━━━ SUPPLIED TEXT

Public reaction over the House of Representative’s move to practically defund the rights commission in 2018 has been nothing but outrage.

Agnes Callamard, Special Rapporteur on extrajudicial, summary or arbitrary executions at the Office of the UN High Commissioner for Human Rights, said in a statement that depriving the Philippines Commission of an appropriate budget effectively prevents it from delivering on its mandate.

“[It] is a crucial institution for the Philippines: for human rights protection, the rule of law, accountability. It cannot deliver on its mandate without an appropriate budget, particularly at a time when it is confronted with allegations of massive human rights violations throughout the country, and including, but not only, in the context of the ill-advised , destructive ‘war on drug’,” Callamard said.

She added that “the people of the Philippines deserves a strong independent human rights institution able to monitor, investigate, and report on human rights violations, protect victims and their families, and hold the powerful to account for their abuses of international human rights standards. Instead they are getting a ‘war on drugs’ which, by the President’s own account, has failed to curtail addiction rates, while creating a climate of fear and insecurity, feeding impunity, and undermining the constitutional fabrics of the Country.”

━━━━━━

REQUIREMENT 1 — Reproduce the part of the rights commission budget text starting with "Public reaction over" and going on through "on its mandate.".
REQUIREMENT 2 — In the rights commission budget text, what position does Agnes Callamard hold?
REQUIREMENT 3 — Please carry on the rights commission budget text from where it stops.

━━━ RECORDED INFORMATION

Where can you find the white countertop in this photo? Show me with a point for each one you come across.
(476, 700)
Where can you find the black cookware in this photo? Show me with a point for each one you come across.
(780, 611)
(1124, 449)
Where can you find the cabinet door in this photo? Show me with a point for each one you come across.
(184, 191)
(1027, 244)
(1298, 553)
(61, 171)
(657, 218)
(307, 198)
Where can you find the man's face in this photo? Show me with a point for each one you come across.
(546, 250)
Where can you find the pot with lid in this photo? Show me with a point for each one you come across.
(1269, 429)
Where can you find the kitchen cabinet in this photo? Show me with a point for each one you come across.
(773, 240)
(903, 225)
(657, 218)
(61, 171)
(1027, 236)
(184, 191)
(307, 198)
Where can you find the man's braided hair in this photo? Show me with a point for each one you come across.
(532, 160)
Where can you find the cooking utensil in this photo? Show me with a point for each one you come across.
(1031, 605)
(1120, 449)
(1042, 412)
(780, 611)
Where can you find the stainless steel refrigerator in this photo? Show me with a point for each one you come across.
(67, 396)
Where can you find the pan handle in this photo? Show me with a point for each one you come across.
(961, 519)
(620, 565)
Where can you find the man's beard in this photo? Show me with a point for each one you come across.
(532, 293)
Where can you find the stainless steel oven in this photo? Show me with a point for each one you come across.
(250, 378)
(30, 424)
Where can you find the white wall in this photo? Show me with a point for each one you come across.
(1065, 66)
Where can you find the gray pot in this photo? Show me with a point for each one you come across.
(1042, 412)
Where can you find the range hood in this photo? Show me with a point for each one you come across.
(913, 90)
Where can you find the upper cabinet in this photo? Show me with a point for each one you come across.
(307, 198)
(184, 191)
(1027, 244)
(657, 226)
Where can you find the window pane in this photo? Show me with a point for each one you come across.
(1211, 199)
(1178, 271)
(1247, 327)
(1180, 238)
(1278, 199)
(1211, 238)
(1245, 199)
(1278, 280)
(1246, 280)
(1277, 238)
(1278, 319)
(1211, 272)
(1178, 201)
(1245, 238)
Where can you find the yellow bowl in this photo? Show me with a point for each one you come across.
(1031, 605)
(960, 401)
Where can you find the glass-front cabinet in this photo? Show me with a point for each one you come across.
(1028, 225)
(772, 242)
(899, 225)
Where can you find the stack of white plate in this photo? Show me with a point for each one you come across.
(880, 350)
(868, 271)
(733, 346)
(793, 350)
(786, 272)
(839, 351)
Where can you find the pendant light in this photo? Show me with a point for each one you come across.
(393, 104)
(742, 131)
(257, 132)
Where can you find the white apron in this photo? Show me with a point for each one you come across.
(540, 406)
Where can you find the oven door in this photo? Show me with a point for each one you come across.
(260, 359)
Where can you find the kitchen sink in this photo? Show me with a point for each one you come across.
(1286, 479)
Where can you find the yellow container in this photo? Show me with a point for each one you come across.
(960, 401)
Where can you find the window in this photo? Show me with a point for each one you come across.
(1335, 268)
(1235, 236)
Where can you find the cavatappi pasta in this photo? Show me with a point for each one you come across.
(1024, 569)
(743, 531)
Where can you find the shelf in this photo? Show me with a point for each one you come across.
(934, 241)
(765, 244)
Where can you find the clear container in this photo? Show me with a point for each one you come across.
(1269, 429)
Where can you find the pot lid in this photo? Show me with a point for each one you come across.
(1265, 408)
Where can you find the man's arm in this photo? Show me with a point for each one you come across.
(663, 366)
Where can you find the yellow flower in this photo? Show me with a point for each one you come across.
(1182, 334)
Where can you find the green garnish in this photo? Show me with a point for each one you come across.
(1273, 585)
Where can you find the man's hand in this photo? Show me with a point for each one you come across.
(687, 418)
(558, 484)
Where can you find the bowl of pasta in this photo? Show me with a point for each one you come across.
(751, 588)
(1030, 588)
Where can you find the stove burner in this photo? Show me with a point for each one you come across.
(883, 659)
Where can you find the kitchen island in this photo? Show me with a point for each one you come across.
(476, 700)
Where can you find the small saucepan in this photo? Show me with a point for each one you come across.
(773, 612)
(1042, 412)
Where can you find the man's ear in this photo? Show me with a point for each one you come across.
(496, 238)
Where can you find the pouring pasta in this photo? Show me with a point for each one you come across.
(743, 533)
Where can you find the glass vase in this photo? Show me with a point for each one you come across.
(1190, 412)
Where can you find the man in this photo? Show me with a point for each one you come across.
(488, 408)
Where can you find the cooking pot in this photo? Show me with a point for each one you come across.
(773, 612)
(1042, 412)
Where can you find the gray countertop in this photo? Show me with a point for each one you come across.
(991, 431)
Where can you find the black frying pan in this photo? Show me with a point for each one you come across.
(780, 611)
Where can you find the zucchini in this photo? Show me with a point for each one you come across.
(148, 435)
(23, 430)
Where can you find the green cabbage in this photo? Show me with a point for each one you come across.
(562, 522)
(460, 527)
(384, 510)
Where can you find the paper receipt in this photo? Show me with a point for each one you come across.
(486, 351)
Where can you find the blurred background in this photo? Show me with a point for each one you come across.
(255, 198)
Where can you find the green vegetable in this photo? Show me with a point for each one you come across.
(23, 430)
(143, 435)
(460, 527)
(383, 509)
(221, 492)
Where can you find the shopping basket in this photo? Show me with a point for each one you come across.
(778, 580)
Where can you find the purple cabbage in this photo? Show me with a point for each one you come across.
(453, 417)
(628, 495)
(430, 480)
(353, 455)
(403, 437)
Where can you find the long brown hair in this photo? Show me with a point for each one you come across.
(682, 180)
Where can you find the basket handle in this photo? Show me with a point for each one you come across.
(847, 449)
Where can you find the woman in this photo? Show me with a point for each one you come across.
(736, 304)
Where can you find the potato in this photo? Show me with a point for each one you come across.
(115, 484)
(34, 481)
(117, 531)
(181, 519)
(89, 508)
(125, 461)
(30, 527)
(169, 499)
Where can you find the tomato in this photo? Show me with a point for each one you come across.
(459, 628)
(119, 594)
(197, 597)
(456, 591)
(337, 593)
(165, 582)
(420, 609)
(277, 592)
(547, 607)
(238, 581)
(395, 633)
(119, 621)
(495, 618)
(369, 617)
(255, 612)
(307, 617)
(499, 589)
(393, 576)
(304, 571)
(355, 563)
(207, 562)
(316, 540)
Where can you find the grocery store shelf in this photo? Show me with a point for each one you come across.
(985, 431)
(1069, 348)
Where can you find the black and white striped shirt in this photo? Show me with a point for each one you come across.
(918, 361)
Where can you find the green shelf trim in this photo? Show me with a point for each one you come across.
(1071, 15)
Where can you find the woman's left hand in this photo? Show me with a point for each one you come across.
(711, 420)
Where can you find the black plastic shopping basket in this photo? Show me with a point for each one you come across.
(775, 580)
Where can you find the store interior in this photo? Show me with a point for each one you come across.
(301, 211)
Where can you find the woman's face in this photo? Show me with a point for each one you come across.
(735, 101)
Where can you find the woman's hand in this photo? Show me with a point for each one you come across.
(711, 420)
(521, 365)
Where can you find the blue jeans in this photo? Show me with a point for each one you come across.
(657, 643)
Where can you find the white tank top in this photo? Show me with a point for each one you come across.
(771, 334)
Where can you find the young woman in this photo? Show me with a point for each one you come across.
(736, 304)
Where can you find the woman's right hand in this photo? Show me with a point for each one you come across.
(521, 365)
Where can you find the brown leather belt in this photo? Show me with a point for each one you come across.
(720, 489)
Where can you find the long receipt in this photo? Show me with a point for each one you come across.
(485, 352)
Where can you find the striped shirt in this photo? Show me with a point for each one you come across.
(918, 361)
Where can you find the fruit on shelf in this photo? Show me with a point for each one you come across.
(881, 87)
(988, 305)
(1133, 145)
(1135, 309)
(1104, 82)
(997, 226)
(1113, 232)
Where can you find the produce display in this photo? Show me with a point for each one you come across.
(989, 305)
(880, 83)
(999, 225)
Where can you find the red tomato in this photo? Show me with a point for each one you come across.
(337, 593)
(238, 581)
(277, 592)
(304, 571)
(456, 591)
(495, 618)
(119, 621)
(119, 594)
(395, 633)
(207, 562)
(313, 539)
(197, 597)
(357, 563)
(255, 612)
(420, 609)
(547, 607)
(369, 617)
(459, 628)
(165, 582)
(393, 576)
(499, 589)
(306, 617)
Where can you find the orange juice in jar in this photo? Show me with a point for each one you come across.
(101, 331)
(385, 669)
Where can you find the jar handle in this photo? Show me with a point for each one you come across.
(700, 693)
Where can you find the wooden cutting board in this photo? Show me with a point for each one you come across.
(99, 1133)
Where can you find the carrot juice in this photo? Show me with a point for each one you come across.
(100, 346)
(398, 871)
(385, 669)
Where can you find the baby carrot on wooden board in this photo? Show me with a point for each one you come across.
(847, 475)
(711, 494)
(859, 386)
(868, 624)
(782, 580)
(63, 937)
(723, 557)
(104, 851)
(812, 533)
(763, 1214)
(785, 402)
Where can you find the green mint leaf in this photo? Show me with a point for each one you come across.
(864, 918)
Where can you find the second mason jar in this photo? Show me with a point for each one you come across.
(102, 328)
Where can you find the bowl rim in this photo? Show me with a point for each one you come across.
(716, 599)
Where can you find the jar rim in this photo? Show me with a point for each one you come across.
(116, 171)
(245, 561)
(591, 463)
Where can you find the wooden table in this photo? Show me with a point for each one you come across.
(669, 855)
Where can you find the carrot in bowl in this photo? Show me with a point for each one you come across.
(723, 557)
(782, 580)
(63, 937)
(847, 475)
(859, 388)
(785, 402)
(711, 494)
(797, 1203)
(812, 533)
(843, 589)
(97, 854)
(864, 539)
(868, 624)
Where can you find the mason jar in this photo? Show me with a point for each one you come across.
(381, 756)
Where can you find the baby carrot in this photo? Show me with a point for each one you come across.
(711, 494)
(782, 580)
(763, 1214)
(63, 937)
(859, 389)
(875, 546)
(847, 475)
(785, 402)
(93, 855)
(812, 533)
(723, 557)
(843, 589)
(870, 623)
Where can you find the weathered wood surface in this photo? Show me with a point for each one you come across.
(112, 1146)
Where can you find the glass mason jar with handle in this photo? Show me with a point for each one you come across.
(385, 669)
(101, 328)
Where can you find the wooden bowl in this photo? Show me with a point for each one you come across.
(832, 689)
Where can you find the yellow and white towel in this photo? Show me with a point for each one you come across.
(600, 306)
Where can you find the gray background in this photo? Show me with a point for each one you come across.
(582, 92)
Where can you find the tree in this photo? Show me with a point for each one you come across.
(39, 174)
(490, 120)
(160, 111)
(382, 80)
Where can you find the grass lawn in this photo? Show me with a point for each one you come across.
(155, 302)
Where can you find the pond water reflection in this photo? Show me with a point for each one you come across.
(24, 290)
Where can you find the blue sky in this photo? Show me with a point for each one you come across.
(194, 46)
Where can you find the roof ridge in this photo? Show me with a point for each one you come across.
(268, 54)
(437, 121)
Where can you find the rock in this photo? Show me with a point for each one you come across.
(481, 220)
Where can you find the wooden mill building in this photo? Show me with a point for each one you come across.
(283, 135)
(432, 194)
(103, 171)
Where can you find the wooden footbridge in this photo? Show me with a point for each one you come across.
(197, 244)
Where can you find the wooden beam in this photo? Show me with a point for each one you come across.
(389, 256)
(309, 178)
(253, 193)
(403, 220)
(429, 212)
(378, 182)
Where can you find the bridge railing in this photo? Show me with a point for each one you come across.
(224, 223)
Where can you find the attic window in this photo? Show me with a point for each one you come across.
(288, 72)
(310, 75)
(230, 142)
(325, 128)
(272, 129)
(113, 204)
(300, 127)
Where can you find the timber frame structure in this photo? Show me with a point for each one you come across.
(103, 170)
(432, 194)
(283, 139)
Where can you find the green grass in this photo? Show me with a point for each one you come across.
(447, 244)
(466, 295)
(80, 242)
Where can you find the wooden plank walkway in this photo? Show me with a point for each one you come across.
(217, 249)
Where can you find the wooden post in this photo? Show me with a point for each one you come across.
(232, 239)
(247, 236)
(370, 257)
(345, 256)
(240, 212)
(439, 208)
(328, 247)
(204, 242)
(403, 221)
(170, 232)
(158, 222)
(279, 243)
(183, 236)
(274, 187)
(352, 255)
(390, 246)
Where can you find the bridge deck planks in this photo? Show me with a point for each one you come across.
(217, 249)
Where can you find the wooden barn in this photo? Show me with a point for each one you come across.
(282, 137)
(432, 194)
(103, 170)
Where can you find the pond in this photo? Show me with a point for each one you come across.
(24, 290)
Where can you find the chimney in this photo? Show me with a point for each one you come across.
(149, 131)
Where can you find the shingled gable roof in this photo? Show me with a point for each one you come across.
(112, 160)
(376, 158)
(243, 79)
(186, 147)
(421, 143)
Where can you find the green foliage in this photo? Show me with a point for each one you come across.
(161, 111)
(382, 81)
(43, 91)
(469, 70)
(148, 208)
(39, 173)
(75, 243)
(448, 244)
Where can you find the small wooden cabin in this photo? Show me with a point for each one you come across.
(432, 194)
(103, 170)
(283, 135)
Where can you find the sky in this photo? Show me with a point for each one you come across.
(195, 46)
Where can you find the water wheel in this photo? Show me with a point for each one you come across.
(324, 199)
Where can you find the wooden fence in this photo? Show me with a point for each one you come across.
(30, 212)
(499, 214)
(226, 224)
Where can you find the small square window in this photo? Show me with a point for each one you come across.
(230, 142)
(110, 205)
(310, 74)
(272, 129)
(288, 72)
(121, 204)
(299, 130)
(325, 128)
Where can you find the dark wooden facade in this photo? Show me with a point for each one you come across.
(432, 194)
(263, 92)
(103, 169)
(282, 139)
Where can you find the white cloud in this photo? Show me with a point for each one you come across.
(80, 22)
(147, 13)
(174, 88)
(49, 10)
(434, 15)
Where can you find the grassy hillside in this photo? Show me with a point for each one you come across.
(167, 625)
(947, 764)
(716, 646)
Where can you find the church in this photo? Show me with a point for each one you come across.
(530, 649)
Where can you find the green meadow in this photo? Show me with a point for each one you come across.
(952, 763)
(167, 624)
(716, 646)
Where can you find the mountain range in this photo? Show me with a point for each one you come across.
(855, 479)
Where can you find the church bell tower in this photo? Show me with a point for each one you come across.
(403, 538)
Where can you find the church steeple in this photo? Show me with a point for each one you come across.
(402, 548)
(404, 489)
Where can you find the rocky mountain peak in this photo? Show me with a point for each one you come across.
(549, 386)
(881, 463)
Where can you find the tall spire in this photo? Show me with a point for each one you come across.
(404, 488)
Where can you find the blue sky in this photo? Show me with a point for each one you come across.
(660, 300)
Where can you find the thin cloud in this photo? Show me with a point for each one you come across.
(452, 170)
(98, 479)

━━━━━━

TASK OUTPUT 1 —
Public reaction over the House of Representative’s move to practically defund the rights commission in 2018 has been nothing but outrage.

Agnes Callamard, Special Rapporteur on extrajudicial, summary or arbitrary executions at the Office of the UN High Commissioner for Human Rights, said in a statement that depriving the Philippines Commission of an appropriate budget effectively prevents it from delivering on its mandate.

TASK OUTPUT 2 — She is Special Rapporteur on extrajudicial, summary or arbitrary executions at the Office of the UN High Commissioner for Human Rights.

TASK OUTPUT 3 —
“If the Philippines Congress is looking for public money being wasted, damaging and hurting the Philippines society, this is it.”

Filipino-Australian journalist Cher Jimenez-Cayabyab posted on Facebook, “Now expect more innocent people to die from this government’s senseless drug war policy. And when it’s your loved one’s turn to become this government’s next victim there’ll be no CHR to help you.”

Celia Lamkin of the Global Coalition of Filipinos for Good Governance said the move is tantamount to a concerted effort aimed at abolishing the Commission. “This is really unacceptable.

Manila-based journalist Ernie Reyes said the congressmen’s vote to allocate a 20-dollar budget each for the Commission on Human Rights and the National Commission for Indigenous People speaks volumes about the legislators’ stand on extrajudicial killings.